▶ _TASK MATERIAL_:
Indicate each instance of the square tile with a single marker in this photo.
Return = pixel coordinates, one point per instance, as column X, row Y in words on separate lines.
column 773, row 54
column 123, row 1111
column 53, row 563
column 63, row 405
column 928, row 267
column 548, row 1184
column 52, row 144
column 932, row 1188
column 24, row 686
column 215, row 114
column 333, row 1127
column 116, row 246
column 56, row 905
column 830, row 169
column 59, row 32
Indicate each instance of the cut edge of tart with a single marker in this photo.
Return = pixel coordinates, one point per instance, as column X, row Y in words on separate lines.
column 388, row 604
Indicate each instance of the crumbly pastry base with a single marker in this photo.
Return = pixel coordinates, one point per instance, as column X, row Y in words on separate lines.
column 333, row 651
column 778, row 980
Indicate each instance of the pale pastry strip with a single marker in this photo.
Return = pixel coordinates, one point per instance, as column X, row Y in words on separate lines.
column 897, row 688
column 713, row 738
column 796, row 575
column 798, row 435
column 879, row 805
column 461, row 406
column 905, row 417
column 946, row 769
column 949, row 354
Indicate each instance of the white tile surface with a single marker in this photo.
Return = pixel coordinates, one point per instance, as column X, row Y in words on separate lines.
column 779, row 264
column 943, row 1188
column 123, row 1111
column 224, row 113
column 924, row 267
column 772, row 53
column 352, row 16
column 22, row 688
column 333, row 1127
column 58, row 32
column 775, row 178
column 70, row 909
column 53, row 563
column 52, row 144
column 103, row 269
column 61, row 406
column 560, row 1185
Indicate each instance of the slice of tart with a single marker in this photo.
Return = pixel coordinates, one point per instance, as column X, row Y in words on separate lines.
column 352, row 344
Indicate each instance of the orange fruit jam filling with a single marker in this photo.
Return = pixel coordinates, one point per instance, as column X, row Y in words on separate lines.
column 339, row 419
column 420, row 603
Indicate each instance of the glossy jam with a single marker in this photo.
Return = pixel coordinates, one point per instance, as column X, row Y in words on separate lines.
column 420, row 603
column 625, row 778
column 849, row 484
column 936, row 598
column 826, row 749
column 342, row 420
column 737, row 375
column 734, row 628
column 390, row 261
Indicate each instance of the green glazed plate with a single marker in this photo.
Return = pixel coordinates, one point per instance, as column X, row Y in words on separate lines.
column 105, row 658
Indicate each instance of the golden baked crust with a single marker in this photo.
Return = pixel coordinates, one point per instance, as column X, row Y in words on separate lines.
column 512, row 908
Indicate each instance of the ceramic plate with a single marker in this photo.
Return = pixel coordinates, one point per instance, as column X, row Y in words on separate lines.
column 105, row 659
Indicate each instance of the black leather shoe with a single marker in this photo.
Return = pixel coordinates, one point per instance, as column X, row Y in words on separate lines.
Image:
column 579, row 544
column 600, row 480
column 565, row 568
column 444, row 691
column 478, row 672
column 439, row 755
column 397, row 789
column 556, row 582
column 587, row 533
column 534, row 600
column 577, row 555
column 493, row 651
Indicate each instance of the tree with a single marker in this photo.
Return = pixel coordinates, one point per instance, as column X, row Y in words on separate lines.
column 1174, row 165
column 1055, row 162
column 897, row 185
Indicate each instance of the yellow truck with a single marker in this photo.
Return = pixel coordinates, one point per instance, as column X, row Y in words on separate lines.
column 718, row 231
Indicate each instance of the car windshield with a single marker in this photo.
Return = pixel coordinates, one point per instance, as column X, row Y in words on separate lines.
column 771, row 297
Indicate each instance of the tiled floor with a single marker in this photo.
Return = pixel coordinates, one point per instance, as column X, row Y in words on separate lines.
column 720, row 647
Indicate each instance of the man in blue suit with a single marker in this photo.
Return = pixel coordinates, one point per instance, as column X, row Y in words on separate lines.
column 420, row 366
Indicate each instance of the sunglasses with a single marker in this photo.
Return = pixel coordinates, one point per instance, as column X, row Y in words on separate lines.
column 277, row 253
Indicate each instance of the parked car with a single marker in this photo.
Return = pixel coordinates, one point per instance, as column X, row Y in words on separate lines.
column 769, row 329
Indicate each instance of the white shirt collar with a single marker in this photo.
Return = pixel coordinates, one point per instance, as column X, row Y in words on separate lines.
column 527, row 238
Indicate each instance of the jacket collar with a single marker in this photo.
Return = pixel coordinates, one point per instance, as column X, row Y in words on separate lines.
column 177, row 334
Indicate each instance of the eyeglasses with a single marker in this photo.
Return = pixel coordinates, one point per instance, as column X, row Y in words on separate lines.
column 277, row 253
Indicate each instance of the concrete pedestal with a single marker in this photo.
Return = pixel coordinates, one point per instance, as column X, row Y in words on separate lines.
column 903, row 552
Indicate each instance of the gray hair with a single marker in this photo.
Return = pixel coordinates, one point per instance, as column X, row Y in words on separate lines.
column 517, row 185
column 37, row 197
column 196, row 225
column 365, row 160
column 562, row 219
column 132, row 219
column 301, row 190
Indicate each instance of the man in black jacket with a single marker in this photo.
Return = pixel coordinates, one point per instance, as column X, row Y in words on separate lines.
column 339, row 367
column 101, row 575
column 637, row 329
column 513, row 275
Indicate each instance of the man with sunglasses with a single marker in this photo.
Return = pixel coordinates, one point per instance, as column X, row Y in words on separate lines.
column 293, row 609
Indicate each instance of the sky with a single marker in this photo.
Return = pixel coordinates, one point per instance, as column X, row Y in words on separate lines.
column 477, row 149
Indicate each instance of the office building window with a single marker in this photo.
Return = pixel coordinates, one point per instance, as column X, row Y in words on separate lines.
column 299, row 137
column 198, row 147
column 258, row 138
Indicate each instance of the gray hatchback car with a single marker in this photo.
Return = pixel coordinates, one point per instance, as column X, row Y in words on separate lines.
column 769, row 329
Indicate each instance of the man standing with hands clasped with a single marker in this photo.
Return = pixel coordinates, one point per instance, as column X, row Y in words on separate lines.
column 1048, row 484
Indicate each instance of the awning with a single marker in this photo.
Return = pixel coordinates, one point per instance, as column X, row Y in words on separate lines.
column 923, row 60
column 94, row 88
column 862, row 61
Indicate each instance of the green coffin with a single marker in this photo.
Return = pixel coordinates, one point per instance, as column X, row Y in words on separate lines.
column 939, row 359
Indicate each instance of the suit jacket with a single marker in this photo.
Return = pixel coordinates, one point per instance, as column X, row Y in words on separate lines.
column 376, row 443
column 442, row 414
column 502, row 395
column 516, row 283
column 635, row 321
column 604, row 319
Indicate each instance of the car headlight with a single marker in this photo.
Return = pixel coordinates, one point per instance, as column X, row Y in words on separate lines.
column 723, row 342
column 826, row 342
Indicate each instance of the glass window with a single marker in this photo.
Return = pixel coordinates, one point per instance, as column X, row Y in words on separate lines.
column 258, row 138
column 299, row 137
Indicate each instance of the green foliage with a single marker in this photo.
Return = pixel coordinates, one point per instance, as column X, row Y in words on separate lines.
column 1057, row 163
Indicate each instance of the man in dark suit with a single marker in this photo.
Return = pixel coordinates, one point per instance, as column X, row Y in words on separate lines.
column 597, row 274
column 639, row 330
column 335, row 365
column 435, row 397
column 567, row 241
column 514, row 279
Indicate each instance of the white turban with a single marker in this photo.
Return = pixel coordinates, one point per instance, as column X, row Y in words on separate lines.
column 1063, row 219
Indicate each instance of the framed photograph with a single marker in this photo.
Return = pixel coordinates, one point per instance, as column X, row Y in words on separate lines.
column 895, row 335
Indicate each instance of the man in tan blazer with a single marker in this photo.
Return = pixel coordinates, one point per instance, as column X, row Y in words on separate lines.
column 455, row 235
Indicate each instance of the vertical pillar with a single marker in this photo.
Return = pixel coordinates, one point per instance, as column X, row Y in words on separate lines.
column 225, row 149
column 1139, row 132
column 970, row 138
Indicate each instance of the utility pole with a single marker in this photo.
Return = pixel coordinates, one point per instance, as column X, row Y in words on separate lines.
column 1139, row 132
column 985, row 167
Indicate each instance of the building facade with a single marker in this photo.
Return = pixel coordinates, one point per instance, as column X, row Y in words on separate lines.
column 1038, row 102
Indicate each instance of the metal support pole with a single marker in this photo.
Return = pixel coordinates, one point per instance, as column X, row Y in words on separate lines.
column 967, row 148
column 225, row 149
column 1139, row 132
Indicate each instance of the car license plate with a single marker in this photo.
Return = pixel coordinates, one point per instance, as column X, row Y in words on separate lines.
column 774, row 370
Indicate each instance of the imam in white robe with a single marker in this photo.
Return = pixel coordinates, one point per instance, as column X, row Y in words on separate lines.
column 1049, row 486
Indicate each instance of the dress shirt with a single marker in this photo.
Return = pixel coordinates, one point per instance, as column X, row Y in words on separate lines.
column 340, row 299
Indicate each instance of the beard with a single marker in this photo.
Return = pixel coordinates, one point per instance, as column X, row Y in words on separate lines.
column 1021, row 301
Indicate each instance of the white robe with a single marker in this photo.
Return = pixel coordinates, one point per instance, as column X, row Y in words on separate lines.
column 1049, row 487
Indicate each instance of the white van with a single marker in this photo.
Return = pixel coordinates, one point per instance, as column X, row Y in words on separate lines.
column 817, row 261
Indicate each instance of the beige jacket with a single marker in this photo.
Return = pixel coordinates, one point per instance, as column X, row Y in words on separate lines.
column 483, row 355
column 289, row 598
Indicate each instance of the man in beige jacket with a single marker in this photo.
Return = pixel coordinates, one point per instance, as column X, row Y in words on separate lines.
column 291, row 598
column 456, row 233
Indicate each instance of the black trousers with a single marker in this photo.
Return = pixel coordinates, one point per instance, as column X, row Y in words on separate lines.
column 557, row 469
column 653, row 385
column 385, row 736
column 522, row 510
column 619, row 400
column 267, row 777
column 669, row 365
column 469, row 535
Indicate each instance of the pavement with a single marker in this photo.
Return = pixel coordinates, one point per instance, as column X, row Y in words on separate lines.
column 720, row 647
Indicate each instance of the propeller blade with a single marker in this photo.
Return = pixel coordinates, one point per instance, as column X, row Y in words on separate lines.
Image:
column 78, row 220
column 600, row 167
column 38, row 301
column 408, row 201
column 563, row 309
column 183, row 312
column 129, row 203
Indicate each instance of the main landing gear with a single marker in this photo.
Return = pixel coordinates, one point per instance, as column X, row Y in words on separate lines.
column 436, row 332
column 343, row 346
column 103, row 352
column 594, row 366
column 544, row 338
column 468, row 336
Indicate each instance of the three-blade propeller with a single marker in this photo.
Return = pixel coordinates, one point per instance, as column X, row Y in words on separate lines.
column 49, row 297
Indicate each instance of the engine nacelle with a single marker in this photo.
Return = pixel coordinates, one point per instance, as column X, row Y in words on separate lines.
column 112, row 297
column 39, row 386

▶ _REQUEST_: Rewrite the lines above as a numbered list, starting at the line containing "Indicate each instance of the beige" and ending at the line containing "column 289, row 598", with both of those lines included and any blank lines left out.

▶ _FINISHED EXERCISE_:
1. Indicate each instance of the beige jacket with a single marker in this photo.
2. Return = pixel coordinates, one point per instance, as column X, row Y in words on separate lines.
3. column 483, row 355
4. column 289, row 598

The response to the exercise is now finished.